Stored data entries:
┄┄┄┄┄┄┄┄┄┄┄┄┄┄┄┄┄┄┄┄

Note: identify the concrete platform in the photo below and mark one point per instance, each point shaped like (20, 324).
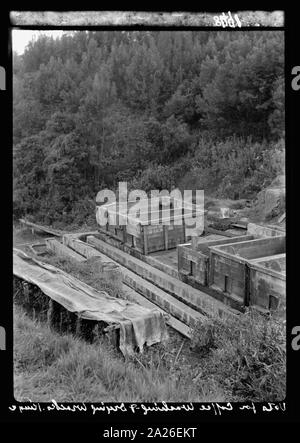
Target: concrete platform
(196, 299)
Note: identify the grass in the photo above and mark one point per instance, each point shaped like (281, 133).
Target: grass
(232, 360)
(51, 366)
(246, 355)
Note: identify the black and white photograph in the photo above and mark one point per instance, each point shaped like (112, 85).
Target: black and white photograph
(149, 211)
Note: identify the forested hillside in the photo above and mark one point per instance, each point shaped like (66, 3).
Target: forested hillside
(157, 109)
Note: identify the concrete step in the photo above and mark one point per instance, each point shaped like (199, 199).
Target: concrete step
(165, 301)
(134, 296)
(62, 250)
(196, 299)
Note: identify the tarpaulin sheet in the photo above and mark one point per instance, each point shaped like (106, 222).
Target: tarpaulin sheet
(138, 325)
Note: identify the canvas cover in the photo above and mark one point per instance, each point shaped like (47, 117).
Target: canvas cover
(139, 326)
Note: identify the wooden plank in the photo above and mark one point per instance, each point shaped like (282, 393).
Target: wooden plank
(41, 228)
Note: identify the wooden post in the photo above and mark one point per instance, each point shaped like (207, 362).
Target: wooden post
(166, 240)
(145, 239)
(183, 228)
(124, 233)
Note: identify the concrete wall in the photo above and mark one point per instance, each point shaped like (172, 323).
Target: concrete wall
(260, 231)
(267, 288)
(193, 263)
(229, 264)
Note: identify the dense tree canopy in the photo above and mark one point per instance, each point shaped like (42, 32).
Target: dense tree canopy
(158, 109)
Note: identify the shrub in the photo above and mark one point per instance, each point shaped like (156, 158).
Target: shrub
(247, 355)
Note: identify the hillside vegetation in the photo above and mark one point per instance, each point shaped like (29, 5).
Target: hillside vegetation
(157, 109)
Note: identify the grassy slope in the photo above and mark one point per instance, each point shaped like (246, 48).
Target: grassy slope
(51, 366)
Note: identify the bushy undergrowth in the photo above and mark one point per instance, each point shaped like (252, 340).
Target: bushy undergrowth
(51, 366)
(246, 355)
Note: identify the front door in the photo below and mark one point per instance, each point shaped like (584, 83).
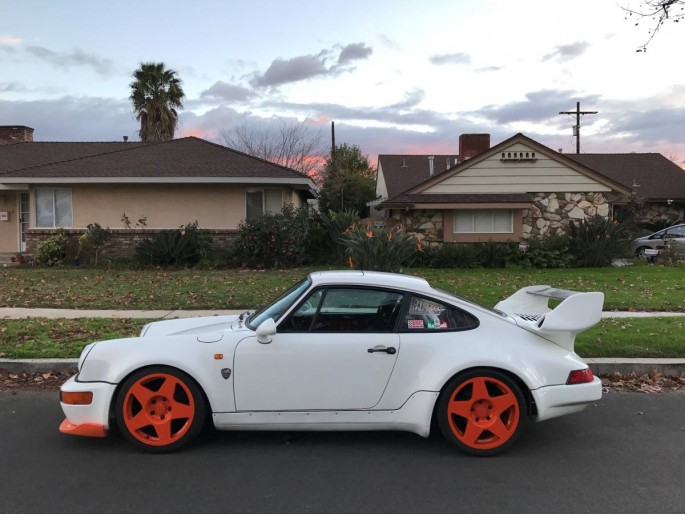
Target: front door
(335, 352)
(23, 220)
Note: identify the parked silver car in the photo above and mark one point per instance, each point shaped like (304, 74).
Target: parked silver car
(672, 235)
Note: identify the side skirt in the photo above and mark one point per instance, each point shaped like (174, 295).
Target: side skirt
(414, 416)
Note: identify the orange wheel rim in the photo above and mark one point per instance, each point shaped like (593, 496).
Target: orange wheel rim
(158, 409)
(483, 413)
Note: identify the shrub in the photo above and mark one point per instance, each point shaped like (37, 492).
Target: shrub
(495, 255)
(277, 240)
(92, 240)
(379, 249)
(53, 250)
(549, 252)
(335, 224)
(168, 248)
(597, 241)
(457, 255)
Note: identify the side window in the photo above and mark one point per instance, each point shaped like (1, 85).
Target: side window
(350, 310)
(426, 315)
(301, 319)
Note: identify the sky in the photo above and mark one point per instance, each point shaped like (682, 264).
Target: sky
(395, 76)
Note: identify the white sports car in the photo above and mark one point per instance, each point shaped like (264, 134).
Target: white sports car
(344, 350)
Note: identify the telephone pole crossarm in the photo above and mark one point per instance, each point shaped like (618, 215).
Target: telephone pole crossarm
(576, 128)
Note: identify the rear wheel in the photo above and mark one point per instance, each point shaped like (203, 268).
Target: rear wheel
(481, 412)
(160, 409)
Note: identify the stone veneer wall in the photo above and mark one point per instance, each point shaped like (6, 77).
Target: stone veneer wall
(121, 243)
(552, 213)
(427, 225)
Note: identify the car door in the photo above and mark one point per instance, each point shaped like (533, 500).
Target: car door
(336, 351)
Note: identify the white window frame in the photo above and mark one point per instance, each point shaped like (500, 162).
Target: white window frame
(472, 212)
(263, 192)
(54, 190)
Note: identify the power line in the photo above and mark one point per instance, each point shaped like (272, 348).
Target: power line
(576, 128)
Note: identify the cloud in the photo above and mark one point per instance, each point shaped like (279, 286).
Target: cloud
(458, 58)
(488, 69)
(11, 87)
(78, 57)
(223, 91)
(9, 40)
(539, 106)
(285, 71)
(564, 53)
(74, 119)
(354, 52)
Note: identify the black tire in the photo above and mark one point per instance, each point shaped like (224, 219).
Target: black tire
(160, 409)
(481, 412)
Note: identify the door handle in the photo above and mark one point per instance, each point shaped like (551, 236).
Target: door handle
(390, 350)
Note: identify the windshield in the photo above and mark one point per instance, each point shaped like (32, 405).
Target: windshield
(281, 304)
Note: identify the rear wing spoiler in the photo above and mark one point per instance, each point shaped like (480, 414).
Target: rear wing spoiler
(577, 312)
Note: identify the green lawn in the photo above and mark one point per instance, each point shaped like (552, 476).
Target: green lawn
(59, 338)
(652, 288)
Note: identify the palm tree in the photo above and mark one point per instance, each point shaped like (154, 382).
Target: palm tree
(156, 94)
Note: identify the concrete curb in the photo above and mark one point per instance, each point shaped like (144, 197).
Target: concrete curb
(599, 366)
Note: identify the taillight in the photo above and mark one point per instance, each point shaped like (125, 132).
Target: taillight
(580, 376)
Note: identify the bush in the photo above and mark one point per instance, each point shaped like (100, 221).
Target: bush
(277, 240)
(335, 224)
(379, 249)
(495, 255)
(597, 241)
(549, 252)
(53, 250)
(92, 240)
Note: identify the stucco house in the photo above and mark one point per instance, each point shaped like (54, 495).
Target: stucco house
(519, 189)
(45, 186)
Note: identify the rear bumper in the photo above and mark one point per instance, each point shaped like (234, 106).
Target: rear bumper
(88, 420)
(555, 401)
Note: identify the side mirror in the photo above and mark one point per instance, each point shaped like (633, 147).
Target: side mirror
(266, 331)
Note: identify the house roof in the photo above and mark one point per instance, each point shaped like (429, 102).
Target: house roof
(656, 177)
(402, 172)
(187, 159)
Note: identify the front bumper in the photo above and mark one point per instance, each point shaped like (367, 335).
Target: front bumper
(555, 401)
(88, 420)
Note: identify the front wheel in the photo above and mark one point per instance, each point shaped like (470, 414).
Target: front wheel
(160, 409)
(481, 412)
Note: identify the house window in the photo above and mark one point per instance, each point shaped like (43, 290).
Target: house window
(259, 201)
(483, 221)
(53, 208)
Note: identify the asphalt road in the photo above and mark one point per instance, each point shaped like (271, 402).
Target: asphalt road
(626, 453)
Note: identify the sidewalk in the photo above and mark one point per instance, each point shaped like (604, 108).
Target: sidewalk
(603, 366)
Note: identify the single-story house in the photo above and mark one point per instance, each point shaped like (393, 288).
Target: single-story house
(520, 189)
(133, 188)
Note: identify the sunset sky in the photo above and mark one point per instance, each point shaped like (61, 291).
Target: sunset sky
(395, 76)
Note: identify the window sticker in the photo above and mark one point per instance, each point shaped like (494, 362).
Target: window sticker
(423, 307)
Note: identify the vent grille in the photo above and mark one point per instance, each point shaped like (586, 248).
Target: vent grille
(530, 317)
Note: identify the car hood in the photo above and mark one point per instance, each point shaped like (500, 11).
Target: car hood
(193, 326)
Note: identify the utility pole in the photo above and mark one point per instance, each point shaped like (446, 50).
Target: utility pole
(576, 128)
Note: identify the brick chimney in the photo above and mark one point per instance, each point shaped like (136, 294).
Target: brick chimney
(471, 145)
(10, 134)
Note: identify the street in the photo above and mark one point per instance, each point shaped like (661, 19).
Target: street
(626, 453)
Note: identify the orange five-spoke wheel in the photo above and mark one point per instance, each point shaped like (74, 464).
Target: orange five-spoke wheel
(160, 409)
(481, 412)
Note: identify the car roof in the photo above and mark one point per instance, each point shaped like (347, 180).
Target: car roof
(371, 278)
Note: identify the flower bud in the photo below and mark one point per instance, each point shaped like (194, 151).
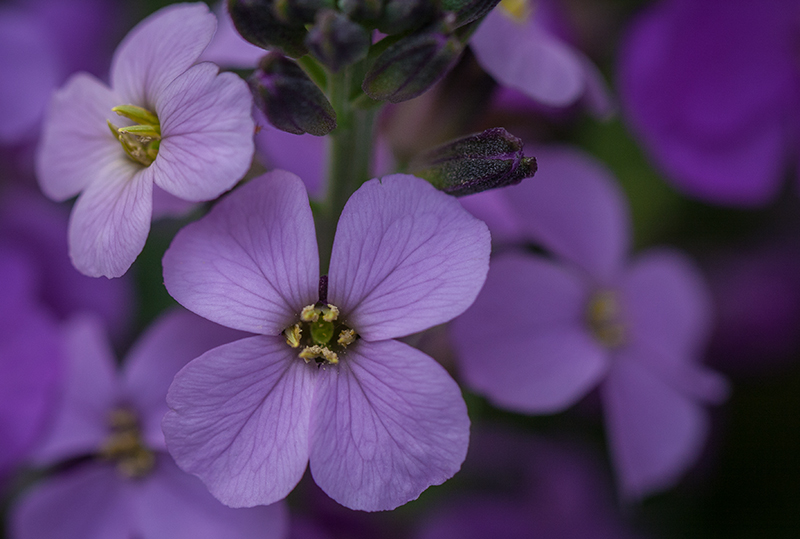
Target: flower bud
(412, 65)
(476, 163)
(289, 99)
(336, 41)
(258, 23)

┄┄┄┄┄┄┄┄┄┄┄┄┄┄┄┄┄┄┄┄

■ **The task**
After dropping the pictures, reproduce exactly the lines from the first line of the entries through the line containing "Note: identify the grass in", both included.

■ **Solution**
Note: identify the concrete platform in the photo below and mark one point per instance, each point shaped like (20, 324).
Target: concrete platform
(196, 299)
Note: identify the grass in the photo above and mark one point per instance, each point shaped like (281, 133).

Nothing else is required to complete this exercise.